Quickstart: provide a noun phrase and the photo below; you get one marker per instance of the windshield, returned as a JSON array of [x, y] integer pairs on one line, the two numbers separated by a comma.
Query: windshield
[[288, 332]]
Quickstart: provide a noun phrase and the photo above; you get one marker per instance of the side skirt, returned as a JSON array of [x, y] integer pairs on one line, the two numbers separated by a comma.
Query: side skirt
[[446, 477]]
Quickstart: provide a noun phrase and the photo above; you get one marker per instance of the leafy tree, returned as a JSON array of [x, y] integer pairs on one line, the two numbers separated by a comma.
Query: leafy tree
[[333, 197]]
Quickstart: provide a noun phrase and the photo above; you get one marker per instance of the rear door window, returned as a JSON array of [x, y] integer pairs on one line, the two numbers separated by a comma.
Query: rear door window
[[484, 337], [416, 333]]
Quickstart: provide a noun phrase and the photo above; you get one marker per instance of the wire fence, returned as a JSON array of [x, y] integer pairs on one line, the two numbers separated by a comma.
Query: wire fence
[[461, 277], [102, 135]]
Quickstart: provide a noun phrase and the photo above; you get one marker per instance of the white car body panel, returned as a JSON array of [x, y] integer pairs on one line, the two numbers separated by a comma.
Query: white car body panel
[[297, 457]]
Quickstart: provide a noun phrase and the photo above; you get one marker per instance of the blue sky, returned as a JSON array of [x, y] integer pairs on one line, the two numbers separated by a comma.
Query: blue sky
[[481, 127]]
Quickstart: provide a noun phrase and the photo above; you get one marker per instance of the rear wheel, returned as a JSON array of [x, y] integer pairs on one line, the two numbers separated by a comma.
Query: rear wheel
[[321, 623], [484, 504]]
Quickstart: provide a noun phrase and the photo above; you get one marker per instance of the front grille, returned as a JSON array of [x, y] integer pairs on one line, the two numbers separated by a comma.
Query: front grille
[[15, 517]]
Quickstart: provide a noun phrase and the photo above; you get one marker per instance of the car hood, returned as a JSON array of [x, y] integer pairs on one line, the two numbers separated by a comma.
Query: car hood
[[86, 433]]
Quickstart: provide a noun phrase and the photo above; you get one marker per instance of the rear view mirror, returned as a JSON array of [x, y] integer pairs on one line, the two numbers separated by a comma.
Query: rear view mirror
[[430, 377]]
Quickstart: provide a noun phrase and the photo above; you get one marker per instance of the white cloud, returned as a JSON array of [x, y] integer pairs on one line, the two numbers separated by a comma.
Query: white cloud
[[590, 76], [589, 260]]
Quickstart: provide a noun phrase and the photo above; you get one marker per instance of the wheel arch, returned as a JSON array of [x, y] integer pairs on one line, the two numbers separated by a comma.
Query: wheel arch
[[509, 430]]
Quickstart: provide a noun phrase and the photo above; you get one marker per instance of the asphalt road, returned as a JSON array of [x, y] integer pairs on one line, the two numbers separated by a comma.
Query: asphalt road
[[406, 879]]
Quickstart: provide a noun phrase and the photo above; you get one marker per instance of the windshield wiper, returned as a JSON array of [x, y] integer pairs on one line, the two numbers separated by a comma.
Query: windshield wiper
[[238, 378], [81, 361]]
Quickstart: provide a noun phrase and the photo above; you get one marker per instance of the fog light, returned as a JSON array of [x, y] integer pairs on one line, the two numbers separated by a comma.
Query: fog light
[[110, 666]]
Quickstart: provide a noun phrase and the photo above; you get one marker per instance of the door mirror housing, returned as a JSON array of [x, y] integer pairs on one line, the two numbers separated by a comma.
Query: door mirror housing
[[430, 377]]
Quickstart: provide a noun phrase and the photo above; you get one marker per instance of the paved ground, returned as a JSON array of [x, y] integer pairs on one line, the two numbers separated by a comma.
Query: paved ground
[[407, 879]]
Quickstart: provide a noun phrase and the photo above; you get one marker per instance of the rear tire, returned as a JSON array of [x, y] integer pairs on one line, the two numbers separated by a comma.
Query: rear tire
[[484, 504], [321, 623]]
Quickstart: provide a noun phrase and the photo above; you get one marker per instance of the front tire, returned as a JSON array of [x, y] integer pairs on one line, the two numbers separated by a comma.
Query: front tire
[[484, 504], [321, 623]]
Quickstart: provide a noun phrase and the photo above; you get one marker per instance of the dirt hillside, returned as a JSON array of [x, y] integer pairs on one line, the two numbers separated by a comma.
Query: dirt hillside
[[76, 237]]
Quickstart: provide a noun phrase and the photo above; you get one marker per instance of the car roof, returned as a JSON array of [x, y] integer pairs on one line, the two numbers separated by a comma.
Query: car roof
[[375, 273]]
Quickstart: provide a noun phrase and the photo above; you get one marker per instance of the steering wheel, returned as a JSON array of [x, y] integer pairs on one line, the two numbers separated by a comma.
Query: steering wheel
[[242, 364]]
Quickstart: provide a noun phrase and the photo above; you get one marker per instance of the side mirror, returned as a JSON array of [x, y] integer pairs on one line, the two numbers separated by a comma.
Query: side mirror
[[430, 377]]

What this task involves:
Convert every one of the records above into a two-column CSV with the header row input,output. Give one row per record, with the record's text under input and its answer under output, each in a single double-quoted field with line breaks replaced by spaces.

Task solution:
input,output
"Quickstart: provide a noun phrase and the photo below; you get one marker per instance of the windshield, returned as a JSON array of [x, y] integer pairs on one line, the two numbers separated by a comma. Query: windshield","[[288, 332]]"
"Quickstart: provide a noun phrase and the photo above; you get one marker per instance of the side skirt, returned as a JSON array of [x, y] integer pairs on one line, the two numbers separated by a comma. Query: side skirt","[[446, 477]]"
"Quickstart: provide a noun phrase and the photo above; you get one marker per instance of the leafy tree, returned as a JSON array of [x, y] integer pairs on one line, the two numbers separated by a comma. Query: leafy tree","[[333, 197]]"
"Quickstart: provide a noun phrase and the photo above; you get one marker per instance of the rear door window, returned as a JSON array of [x, y] integer pairs on one line, the two numbers separated by a comma. Query: rear door window","[[484, 337], [416, 333]]"
"Quickstart: provide a noun phrase and the photo above; you get one marker per instance of the wire fence, returned as a JSON array of [x, y] integer pairs on one line, the two numbers separated by a comma. Query: wire fence","[[461, 277], [102, 135]]"
"Quickstart: provide a noun phrase and the photo above; you get one marker per instance of the white car body panel, returned as a JSON array of [x, y] integer pairs on one line, the two numbers separated by a comma. Query: white car body panel","[[297, 457]]"
"Quickstart: provide a noun phrase and the photo above; you get one marker per instance of the blue sky, returned as a JSON array of [x, y] integer pairs on one line, the two numbers separated by a comma. Query: blue sky","[[481, 127]]"
"Quickstart: provide a noun phrase and the photo above; you get one marker per instance of the rear wheel, returned as a JSON array of [x, y] integer pairs on one line, the two numbers separated by a comma. Query: rear wheel","[[321, 623], [484, 504]]"
"Quickstart: provide a noun phrase and the photo above; you get one marker per instance of the front grille, returned as a JSON array of [x, y] integer pairs on one line, the two numbers separated by a comma. Query: front grille","[[15, 517]]"
"Quickstart: provide a noun phrase and the photo above; you get one marker per instance of the car hood, returned as a JSON array of [x, y] integer pairs on one line, the two numbers separated by a comma. Query: car hood","[[86, 433]]"
"Quickstart: provide a noun phrase and the photo above; you get one marker per instance of the rear view mirror, returned as a JSON array of [x, y] integer pairs on one line, the two numbers separated by a comma. Query: rear view mirror","[[430, 377]]"
"Quickstart: provide a noun phrase and the photo above; you get one marker per instance of the white cloud, returned as a JSON array of [x, y] integer pairs on one line, the two numbers separated by a comma. Query: white cloud","[[590, 76], [589, 260]]"
"Quickstart: provide a noun phrase and the photo above; you get one marker per instance of the wheel arch, returned as a JSON array of [x, y] integer pairs on one line, the two numbers separated by a comma. Query: wheel arch","[[509, 430]]"
"Quickstart: provide a noun phrase and the photo above; you get one marker per instance of the asphalt road, returned as a JSON array of [x, y] integer pairs on one line, the two numbers separated by a comma. Query: asphalt road","[[406, 879]]"
"Quickstart: provide a noun phrase and the photo above; you get one marker per instance of the windshield wiper, returned as a JSON array of [x, y] integer pairs on one line, the two numbers separated by a comma. Query: windshield wiper","[[238, 378], [81, 361]]"
"Quickstart: provide a noun phrase and the photo above; you get one marker per instance of the fog light, returned as a JSON array of [x, y] integer pairs on one line, the two numbers separated by a comma. Query: fog light","[[110, 666]]"
"Quickstart: provide a noun phrase and the photo above; you get one marker per instance of the door mirror housing, returned as a JSON array of [x, y] integer pairs on one line, the two numbers separated by a comma. Query: door mirror housing","[[430, 377]]"
"Quickstart: provide a noun phrase and the photo above; you get one marker per instance of the paved ground, returned as a JSON array of [x, y] integer pairs on one line, the two numbers separated by a comma. Query: paved ground","[[407, 879]]"
"Quickstart: provide a noun phrase and the photo above; you get one marker per instance of the rear tire, returned as a JSON array of [x, y] integer pairs on one line, the two numbers separated by a comma. Query: rear tire","[[484, 504], [321, 623]]"
"Quickstart: provide a noun phrase and the photo above; you get one marker per instance of the front tire, returned as a JSON array of [x, y] integer pairs on one line, the two numbers separated by a comma. Query: front tire","[[484, 504], [321, 623]]"
"Quickstart: provide a noun phrase and the photo above; you get one marker per instance of the dirt hillside, returned as a JSON array of [x, y] integer pairs on one line, the two numbers separated by a comma. Query: dirt hillside","[[76, 237]]"
"Quickstart: provide a noun phrase and the photo above; you get one marker per instance of the car roof, returned as a JSON array of [x, y] integer pairs on one line, the two numbers separated by a comma. Query: car roof","[[375, 273]]"
"Quickstart: provide a noun phrase and the photo above; you get one marker per instance of the steering wheel, returned as a JSON array of [x, y] integer pairs on one line, the two numbers separated by a comma. Query: steering wheel","[[242, 364]]"
"Quickstart: provide a noun phrase and the photo above; you get one marker per instance of the side mirror, returned as a JSON array of [x, y] integer pairs on one line, the two numbers separated by a comma. Query: side mirror","[[430, 377]]"